Goal of the exercise>
Find every line in the listing below that contains the word "cluster", and copy each of those lines.

Material provided>
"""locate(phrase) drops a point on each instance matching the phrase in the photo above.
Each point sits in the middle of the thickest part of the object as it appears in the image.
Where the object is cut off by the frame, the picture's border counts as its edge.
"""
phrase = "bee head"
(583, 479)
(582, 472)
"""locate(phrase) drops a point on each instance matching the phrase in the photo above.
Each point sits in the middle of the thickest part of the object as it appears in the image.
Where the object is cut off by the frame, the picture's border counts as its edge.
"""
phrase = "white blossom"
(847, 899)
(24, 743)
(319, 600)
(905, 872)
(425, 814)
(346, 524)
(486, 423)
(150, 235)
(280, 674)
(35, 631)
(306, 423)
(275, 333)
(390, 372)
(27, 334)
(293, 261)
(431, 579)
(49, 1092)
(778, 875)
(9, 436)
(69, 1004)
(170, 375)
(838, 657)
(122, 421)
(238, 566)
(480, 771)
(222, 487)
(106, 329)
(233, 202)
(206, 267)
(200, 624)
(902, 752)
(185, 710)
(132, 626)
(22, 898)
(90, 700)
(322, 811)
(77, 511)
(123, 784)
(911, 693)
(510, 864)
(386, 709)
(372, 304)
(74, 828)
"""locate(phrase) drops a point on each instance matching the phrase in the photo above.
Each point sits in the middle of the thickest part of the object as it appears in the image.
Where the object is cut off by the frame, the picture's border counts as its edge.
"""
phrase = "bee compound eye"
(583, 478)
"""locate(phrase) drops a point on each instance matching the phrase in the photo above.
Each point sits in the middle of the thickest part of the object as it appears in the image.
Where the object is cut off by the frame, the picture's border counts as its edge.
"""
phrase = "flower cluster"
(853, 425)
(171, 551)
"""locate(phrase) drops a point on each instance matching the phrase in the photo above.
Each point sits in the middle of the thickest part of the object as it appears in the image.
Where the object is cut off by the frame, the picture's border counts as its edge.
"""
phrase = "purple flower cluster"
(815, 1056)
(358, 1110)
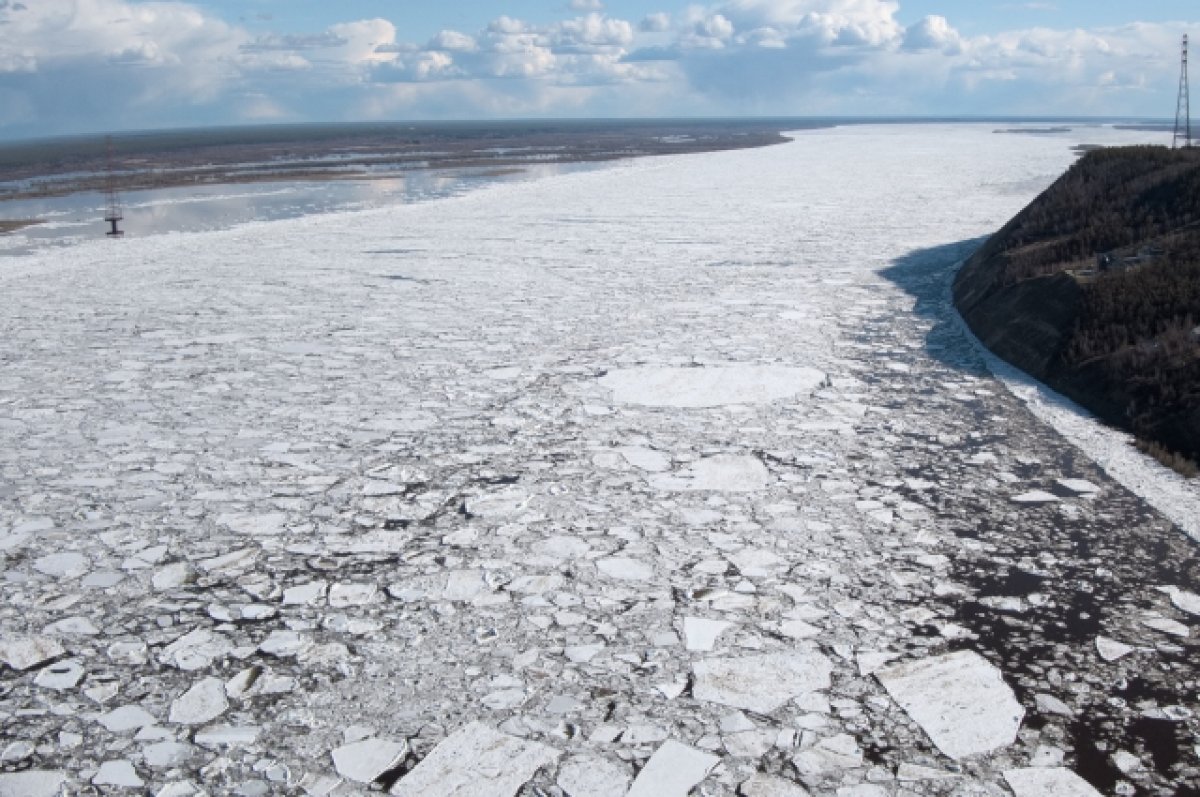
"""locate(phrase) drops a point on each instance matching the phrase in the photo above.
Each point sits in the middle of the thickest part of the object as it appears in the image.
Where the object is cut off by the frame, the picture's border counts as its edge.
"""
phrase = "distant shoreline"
(12, 226)
(60, 167)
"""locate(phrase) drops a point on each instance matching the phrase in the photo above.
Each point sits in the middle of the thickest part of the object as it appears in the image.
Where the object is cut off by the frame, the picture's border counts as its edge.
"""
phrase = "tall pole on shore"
(1183, 105)
(113, 214)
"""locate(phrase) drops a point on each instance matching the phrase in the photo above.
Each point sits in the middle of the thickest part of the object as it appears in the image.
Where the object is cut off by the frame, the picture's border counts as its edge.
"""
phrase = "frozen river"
(673, 474)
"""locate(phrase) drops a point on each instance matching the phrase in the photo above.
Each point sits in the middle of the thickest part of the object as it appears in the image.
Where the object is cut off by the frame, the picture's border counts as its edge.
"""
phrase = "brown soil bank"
(1095, 289)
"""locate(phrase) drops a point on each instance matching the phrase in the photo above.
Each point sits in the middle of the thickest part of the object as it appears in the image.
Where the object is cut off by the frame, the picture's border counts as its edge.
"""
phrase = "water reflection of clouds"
(221, 207)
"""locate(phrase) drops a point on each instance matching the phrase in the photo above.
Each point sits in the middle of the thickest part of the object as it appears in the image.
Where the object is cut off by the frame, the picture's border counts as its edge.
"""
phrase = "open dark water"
(79, 216)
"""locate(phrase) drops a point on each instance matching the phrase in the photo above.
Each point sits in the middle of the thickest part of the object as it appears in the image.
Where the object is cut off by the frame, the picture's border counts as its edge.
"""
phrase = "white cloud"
(174, 64)
(453, 41)
(933, 33)
(655, 23)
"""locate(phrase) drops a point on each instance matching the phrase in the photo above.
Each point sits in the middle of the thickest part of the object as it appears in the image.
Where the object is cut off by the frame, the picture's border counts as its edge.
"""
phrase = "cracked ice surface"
(629, 477)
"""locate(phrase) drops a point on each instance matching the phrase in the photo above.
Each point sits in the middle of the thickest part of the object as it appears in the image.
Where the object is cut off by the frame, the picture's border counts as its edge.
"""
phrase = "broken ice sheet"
(1048, 781)
(367, 759)
(673, 771)
(28, 652)
(588, 777)
(475, 761)
(960, 700)
(761, 683)
(719, 473)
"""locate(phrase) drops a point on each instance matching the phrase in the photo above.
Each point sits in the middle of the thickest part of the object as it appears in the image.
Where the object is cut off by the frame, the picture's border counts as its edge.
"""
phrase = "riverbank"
(1095, 289)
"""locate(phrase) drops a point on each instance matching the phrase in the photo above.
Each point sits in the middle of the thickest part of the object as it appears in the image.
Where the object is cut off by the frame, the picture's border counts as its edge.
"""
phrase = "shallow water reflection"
(67, 220)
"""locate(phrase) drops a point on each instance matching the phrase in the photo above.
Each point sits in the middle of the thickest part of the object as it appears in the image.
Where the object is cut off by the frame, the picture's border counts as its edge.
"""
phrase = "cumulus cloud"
(454, 42)
(175, 64)
(933, 33)
(655, 23)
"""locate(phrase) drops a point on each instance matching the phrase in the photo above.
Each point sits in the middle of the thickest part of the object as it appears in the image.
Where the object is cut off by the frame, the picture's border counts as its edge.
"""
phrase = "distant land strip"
(173, 159)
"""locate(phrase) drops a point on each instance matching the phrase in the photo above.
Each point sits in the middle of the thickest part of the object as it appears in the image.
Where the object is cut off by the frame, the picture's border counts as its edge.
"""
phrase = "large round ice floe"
(709, 387)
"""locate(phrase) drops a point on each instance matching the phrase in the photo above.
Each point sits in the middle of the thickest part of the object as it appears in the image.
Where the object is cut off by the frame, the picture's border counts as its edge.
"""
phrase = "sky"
(77, 66)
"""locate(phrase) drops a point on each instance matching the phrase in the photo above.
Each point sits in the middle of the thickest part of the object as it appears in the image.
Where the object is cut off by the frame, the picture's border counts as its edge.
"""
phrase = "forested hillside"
(1095, 288)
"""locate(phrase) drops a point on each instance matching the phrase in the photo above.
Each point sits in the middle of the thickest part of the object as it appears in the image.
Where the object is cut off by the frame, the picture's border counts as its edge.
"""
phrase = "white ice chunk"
(163, 755)
(475, 761)
(673, 771)
(1186, 601)
(202, 703)
(701, 634)
(172, 576)
(1167, 625)
(587, 777)
(1036, 497)
(625, 569)
(67, 564)
(1079, 486)
(1039, 781)
(761, 683)
(126, 718)
(367, 759)
(960, 700)
(60, 675)
(498, 504)
(228, 736)
(709, 387)
(268, 525)
(33, 783)
(118, 773)
(352, 594)
(1111, 649)
(646, 459)
(28, 652)
(719, 473)
(762, 785)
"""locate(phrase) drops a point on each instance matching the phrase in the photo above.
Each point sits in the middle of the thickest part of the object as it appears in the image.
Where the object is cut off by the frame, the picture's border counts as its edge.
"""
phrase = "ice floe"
(960, 700)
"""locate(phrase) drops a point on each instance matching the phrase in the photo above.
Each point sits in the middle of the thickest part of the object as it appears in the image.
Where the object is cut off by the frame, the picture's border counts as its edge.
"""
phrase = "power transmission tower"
(113, 214)
(1183, 106)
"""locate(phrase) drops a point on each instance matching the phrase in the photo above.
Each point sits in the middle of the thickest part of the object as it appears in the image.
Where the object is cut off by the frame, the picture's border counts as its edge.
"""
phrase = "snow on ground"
(671, 478)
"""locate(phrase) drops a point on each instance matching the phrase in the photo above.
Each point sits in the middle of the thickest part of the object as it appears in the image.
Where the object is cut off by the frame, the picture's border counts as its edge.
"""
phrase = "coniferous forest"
(1095, 288)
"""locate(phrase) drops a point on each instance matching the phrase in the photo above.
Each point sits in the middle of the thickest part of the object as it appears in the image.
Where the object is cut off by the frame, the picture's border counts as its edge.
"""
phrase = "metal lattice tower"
(113, 214)
(1183, 106)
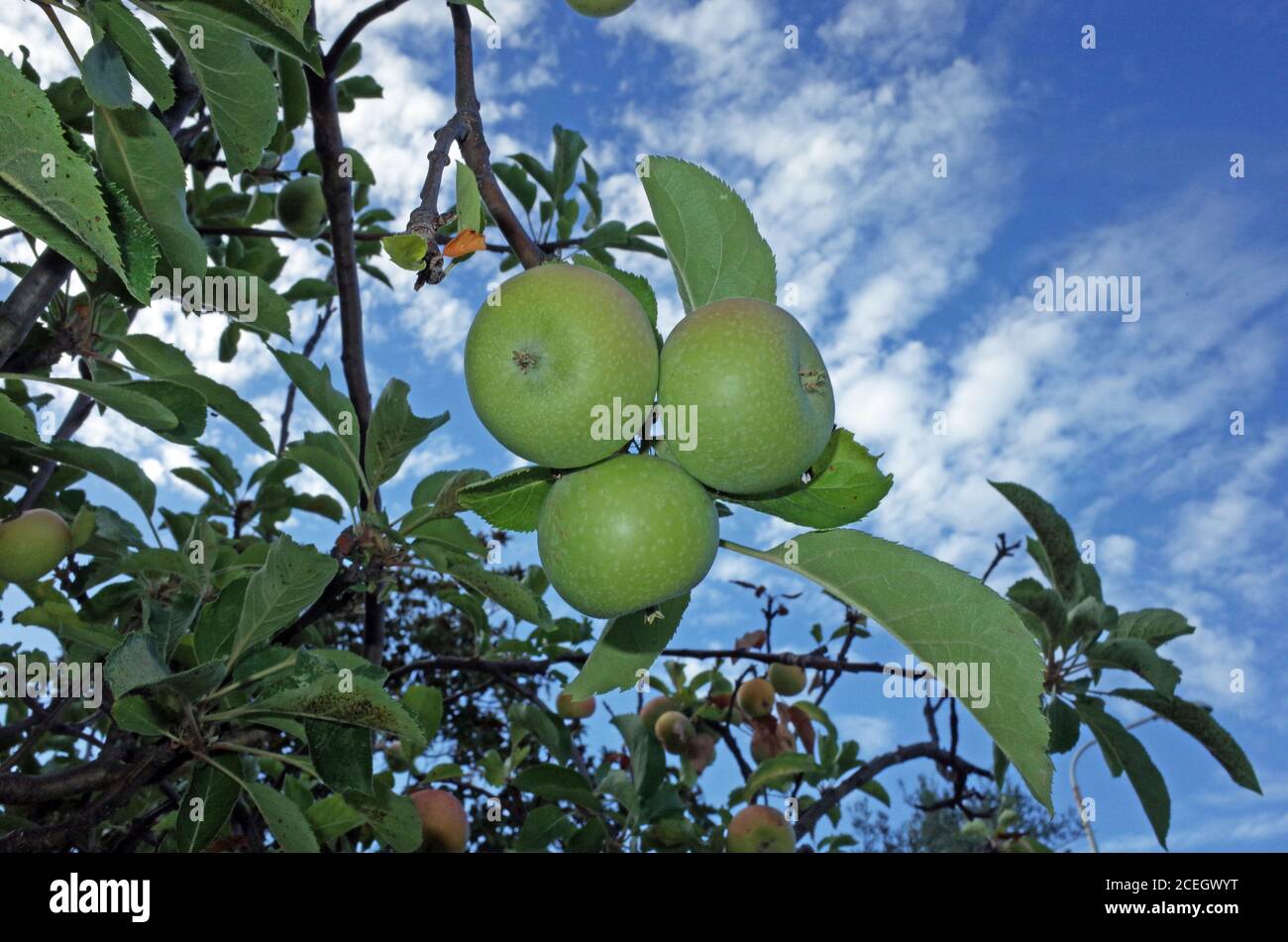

Response to the exercise>
phrase = "flower cluster"
phrase = "purple flower cluster"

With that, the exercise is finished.